## Passage provided
++++
One of the guests in each episode used to be a top international celebrity. These included Sophia Loren, Gina Lollobrigida, Catherine Deneuve, Mia Farrow, Cher, Alain Delon, Marcello Mastroianni, Ursula Andress, Gérard Depardieu, Christopher Reeve, Naomi Campbell, Claudia Schiffer, Joan Collins. Tippi Hedren, Jeremy Irons, Roger Moore and Jean-Claude Van Damme.

Three of the bets were carried out in the studio and a fourth on a remote location –usually the third in the order of the program–, known as "outdoors bet". The bets were unusual and surprising, ranging from great skill, precision, extreme strength or great memorization or numerical calculation abilities, often against the clock. During all editions, more than two hundred different bets were made, including:
- Guess a song by observing the movements that the sound caused in a lit candle.
- Place a fire truck on four glass glasses.
- Identify a board game by shaking the wrapped game box.
++++
## Dataset extract
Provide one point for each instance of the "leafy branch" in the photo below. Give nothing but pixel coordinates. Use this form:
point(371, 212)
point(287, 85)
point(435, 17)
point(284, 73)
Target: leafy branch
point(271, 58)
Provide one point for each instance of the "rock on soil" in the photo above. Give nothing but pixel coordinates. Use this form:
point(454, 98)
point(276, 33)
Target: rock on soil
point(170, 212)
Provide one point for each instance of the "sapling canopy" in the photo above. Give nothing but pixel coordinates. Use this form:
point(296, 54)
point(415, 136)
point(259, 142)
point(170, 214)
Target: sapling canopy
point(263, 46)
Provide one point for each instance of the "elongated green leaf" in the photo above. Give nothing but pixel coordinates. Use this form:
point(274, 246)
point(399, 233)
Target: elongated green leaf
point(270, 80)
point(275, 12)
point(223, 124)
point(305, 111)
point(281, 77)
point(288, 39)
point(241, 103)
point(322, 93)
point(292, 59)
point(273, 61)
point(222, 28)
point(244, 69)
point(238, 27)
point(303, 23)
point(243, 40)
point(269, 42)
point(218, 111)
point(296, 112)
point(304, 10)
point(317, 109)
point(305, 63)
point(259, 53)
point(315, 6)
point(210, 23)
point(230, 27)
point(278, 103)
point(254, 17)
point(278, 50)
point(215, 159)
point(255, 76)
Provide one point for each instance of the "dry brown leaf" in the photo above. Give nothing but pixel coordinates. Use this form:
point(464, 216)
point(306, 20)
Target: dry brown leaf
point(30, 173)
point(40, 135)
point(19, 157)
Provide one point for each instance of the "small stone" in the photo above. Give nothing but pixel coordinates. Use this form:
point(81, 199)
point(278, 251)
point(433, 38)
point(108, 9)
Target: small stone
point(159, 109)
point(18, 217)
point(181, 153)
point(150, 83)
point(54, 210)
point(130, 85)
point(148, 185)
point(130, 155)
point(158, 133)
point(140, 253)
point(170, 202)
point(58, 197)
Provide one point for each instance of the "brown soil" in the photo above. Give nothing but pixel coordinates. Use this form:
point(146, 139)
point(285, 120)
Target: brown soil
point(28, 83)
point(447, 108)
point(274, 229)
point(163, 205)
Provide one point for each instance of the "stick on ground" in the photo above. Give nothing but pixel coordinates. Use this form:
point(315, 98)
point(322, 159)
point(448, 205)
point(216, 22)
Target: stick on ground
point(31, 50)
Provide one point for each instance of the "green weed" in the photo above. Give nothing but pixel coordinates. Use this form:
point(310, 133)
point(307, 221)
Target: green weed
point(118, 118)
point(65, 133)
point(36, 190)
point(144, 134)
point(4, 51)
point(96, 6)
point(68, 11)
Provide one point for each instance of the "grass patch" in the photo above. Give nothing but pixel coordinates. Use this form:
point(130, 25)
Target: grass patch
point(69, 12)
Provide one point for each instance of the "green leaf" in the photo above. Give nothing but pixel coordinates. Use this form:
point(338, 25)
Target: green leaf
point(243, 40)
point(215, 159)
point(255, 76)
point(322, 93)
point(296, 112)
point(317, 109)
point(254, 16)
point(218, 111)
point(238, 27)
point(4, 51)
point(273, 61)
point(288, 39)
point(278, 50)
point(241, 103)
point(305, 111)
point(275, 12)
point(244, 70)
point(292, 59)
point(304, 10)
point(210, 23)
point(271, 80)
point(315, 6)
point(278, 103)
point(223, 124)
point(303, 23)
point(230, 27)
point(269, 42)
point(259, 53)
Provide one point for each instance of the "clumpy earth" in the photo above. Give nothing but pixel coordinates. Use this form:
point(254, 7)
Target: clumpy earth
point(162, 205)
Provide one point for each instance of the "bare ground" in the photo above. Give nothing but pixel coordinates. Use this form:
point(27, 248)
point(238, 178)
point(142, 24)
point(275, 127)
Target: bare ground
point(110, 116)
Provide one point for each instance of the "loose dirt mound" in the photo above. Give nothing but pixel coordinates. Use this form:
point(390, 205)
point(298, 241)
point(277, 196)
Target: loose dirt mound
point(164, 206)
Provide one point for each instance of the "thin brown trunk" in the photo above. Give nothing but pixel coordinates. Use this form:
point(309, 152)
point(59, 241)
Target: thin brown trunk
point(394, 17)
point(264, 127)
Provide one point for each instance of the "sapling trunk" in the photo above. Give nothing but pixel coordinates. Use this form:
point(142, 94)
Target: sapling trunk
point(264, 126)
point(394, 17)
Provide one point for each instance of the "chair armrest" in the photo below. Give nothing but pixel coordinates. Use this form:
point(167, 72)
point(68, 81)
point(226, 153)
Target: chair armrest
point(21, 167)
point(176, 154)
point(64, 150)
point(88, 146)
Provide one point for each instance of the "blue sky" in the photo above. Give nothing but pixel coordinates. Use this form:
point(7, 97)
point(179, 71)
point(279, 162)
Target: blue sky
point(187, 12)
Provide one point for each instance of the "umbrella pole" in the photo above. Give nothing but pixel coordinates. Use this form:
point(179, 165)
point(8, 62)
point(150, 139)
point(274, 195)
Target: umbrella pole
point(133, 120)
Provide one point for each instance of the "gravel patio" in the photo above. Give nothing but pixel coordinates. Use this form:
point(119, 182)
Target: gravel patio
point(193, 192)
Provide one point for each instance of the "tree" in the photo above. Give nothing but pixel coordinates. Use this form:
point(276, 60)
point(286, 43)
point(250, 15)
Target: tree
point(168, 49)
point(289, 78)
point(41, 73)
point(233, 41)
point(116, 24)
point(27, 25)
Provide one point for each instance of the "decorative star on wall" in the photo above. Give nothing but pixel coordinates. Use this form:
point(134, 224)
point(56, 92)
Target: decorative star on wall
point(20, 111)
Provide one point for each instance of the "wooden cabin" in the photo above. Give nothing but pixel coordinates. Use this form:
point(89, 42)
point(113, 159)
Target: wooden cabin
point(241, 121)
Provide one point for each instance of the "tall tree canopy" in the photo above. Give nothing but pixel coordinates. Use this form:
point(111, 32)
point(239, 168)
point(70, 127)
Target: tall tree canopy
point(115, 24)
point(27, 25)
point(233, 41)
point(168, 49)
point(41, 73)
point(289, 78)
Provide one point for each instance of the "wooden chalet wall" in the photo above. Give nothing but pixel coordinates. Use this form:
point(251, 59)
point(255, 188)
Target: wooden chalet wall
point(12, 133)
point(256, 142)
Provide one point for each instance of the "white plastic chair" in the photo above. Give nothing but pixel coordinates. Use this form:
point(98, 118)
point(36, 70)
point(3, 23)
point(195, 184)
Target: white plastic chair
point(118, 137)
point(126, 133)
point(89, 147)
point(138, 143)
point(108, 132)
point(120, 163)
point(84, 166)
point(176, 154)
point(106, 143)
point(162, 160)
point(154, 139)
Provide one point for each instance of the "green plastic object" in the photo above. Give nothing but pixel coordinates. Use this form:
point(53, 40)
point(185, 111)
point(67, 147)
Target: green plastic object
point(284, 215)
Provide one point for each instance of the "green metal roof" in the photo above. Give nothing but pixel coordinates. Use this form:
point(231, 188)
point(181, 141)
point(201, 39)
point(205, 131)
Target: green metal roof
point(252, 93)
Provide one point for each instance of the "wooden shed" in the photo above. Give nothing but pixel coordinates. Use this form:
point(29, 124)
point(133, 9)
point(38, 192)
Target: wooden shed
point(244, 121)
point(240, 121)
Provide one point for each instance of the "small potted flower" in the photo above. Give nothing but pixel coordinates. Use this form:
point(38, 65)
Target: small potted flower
++++
## Actions to take
- A) Answer from the passage about the program:
(i) What kind of guest was one of the guests in each episode?
(ii) What was the bet carried out on a remote location known as?
(iii) How many different bets were made during all editions?
- B) Give the part of the passage about the program from "Three of the" through "wrapped game box." again, changing "fire truck" to "delivery van".
The lines are not needed here.

## Written answers
- A)
(i) A top international celebrity.
(ii) The "outdoors bet".
(iii) More than two hundred.

- B)
Three of the bets were carried out in the studio and a fourth on a remote location –usually the third in the order of the program–, known as "outdoors bet". The bets were unusual and surprising, ranging from great skill, precision, extreme strength or great memorization or numerical calculation abilities, often against the clock. During all editions, more than two hundred different bets were made, including:
- Guess a song by observing the movements that the sound caused in a lit candle.
- Place a delivery van on four glass glasses.
- Identify a board game by shaking the wrapped game box.